=== WHAT TO PRODUCE ===
Please rewrite the lines starting with the line that contains "of the metal" and going on through the end of the lines, with "support rod" replaced by "support bar" and everything else unchanged. Return only those lines.
* * *
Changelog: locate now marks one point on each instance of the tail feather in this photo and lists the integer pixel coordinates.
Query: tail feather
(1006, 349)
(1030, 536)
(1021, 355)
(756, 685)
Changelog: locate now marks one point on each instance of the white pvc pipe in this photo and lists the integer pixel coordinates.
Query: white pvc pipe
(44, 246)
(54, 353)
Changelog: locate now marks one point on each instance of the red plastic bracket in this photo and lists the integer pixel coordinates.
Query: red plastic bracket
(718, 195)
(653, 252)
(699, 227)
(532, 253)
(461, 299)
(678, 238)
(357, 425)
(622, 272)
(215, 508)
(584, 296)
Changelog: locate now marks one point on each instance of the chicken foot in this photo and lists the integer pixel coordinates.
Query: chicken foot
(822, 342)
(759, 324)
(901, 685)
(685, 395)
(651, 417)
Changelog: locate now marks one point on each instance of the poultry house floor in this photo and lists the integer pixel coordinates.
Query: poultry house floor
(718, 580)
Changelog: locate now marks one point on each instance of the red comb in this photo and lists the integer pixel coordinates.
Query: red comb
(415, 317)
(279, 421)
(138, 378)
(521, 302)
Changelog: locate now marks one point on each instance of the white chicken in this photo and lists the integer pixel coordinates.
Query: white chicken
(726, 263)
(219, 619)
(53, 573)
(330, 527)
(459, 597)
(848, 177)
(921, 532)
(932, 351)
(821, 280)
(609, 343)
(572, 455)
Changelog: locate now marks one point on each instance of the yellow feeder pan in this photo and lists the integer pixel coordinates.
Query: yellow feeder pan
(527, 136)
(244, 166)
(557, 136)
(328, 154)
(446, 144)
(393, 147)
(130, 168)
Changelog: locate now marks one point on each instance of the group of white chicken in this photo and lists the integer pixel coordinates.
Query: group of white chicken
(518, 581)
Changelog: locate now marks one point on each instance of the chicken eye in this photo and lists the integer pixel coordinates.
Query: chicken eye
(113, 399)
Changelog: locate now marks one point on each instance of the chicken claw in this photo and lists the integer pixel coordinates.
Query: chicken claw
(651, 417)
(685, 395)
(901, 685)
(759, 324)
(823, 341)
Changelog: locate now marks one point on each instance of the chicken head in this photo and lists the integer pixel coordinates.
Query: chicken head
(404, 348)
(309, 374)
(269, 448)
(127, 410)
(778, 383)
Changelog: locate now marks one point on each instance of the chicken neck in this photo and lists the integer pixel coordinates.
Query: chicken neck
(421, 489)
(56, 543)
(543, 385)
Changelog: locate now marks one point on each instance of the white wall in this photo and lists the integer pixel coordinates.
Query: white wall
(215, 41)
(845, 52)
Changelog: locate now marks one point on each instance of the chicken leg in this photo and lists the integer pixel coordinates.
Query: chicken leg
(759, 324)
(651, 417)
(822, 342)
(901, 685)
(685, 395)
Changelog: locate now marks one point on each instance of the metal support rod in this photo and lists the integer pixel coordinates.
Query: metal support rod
* * *
=== FULL SOLUTION ===
Changelog: locate now marks one point on each instance of the metal support bar in this photo and lists the integer pixel coordinates.
Query: metal support bar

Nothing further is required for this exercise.